__Extracted text__:

# traction engine sweet sixteen



## gg89220 (Sep 22, 2019)

hello
start of the construction


----------



## stevehuckss396 (Sep 22, 2019)

That's a lot of work for "a start" but then I saw the picture of the entire project. You go your hands full. Great start!


----------



## vederstein (Sep 22, 2019)

That's a great CAD rendering.  What software is it?


----------



## fcheslop (Sep 22, 2019)

Drawing on this site
http://www.vapeuretmodelesavapeur.com/telechargements5/traction-engine-sweet-sixteen.pdf


----------



## Jasonb (Sep 23, 2019)

Should really be called sweet eight as Julius doubled it up.

Also be aware that the boiler as drawn will not meet most boiler codes so get it checked before buying and cutting metal.

For anyone who wants some guidance on making the engine or would like to do it at the original size which would fit a Unimat or Sherline lathe then the original magazines are available on Model Engineer's website, they start in issue 6.

https://www.model-engineer.co.uk/ne...complete-issues-for-download-parts-5--10/5504


----------



## fcheslop (Sep 23, 2019)

Also from memory, Rex did not use DP or Module for his gears so they may also need looking at if the drawings are simply doubled 
The book is also still available from T publishing


----------



## gg89220 (Oct 20, 2019)

Hello
following the machining


----------



## gg89220 (Oct 27, 2019)

hello
gear assembly, cylinder, flywheel


----------



## k2steve (Oct 27, 2019)

BOY, I see a lot of indexing going on. great looking work...…….Thanks for sharing.


----------



## cbwho (Oct 29, 2019)

Wow, so very well done!!


----------



## Jojo (Oct 29, 2019)

__Extracted information__:

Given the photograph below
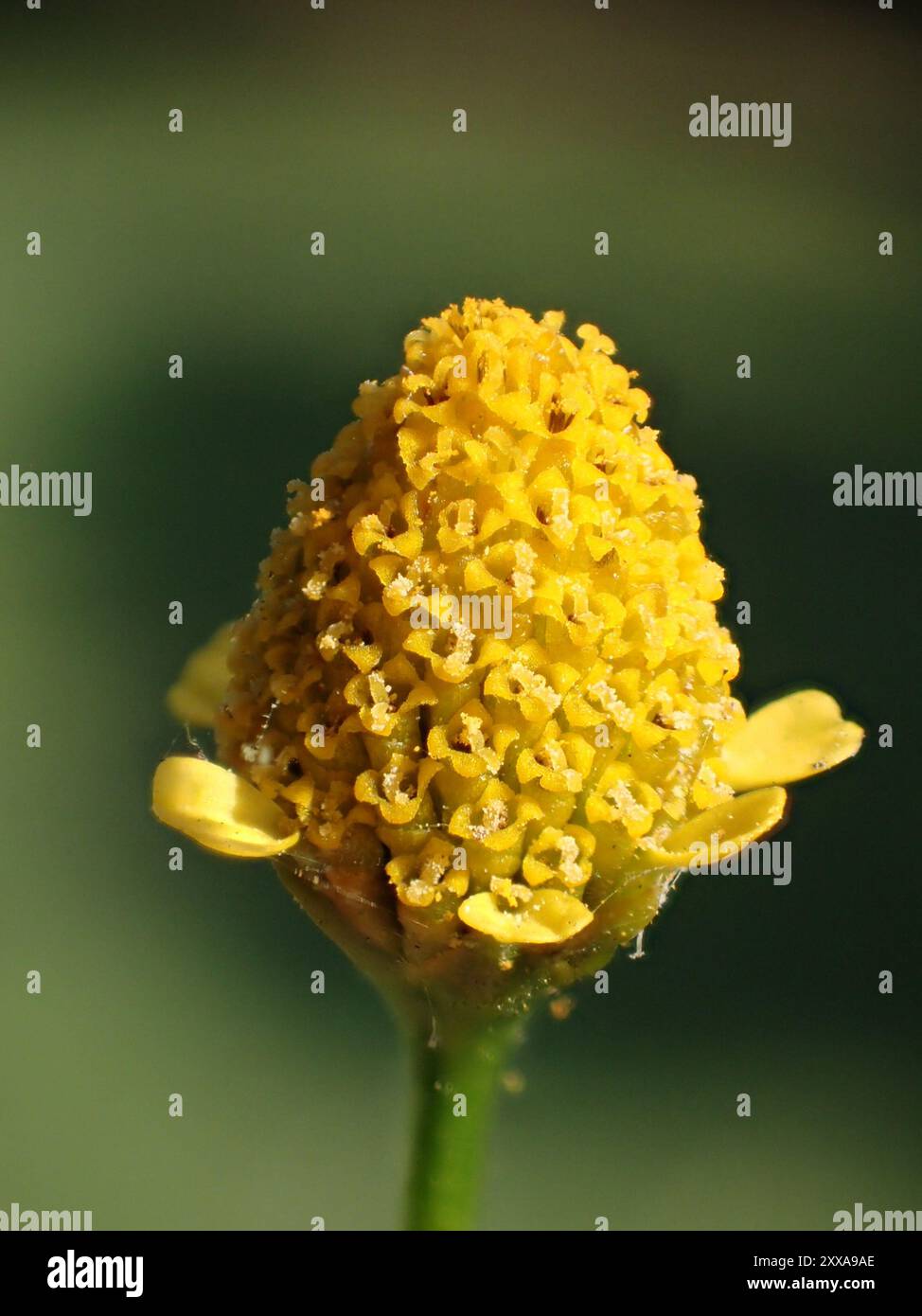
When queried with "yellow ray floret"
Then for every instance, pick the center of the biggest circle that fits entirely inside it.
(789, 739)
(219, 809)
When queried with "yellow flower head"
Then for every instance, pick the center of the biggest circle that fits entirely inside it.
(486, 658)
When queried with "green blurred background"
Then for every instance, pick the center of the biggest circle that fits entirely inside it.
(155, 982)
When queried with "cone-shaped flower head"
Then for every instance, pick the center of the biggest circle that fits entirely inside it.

__What to produce__:
Please extend the forum thread on the Sweet Sixteen traction engine build from where it stops, starting with the post under the last header.

__Answer to this problem__:
Beautiful work!
Is this not an L.C.Mason design originally known as “Minnie” ?


----------



## gg89220 (Nov 3, 2019)

hello
realization of the smoke box


----------



## stevehuckss396 (Nov 3, 2019)

wow. thats some nice work. alot of hole drilling.


----------



## gg89220 (Nov 22, 2019)

Hello
following the machining


----------



## gg89220 (Dec 7, 2019)

hello
the front wheels and the brake


----------



## gg89220 (Dec 24, 2019)

hello
the cylinder and the rear wheels


----------



## gg89220 (Jan 19, 2020)

hello
rear of tractor


----------



## gg89220 (Feb 4, 2020)

hello
realization of the boiler


----------



## gg89220 (Feb 16, 2020)

hello
assembly and burner tests


----------



## gg89220 (Mar 3, 2020)

hello
painting of steel and aluminum parts


----------



## bobden72 (Mar 5, 2020)

Nice looking miniature.


----------



## gg89220 (Mar 16, 2020)

hello
compressed air test


----------



## Ghosty (Mar 16, 2020)

Congrats, very sweet
Cheers

Andrew


----------



## Brian Rupnow (Mar 16, 2020)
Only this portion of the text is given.